-- Listed records start --
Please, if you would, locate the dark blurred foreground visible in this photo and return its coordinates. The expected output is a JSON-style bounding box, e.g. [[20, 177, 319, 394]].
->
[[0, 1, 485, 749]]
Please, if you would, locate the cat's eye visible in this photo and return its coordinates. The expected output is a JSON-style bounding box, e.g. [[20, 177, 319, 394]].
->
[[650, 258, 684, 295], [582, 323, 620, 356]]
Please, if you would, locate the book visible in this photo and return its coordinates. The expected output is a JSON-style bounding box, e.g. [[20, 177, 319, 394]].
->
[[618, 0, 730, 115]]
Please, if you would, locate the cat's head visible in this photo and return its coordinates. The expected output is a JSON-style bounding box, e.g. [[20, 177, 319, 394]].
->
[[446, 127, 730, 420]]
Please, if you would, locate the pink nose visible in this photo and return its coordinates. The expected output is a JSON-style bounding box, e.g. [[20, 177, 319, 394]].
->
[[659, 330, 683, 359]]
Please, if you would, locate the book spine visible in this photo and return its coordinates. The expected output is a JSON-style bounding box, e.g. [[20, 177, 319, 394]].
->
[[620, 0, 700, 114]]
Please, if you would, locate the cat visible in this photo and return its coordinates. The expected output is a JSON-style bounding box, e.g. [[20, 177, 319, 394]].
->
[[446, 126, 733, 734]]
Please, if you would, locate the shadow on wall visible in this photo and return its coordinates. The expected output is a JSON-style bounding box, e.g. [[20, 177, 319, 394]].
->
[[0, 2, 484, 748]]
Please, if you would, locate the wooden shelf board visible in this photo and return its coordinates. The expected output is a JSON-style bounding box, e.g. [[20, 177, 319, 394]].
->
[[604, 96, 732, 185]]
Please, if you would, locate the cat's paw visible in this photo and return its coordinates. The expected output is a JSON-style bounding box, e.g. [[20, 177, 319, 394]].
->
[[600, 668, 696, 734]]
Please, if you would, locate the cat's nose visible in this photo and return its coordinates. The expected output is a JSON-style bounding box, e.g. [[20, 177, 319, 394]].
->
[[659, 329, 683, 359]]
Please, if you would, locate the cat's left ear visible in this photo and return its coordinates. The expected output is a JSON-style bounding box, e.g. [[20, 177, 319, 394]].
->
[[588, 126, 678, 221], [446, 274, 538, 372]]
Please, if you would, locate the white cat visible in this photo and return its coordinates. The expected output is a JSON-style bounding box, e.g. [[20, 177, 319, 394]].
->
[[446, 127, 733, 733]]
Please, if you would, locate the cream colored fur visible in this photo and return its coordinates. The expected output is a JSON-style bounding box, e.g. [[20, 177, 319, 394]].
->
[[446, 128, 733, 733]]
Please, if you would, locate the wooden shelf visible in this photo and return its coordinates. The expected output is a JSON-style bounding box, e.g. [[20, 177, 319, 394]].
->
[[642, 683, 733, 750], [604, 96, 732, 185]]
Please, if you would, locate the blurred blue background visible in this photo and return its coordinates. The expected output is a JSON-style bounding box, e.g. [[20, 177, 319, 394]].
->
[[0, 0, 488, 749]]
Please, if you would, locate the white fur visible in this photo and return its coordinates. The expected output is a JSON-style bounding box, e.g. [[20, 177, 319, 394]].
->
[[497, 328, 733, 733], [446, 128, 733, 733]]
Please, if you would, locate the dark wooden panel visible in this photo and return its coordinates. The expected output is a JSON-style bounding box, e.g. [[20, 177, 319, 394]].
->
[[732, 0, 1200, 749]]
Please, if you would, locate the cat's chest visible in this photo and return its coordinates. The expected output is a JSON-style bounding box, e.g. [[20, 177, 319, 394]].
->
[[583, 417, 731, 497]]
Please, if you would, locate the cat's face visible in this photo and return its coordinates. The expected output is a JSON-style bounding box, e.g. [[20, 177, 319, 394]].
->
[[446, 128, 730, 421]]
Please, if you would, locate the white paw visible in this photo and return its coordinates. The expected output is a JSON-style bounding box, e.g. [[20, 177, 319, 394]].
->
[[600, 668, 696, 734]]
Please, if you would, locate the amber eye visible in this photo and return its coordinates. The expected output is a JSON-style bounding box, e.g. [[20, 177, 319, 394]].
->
-- Listed records end --
To be done →
Could you give the entries again from the line that has "Please, if you would, locate the amber" through the end of the entries, replacing "JSON-style" with "JSON-formatted" and leaving everything else unchanged?

Exercise result →
Please, if you would, locate the amber eye visible in this photo and return its coordinates. The expected output is a JSON-formatted bounding box, e.g. [[20, 177, 319, 394]].
->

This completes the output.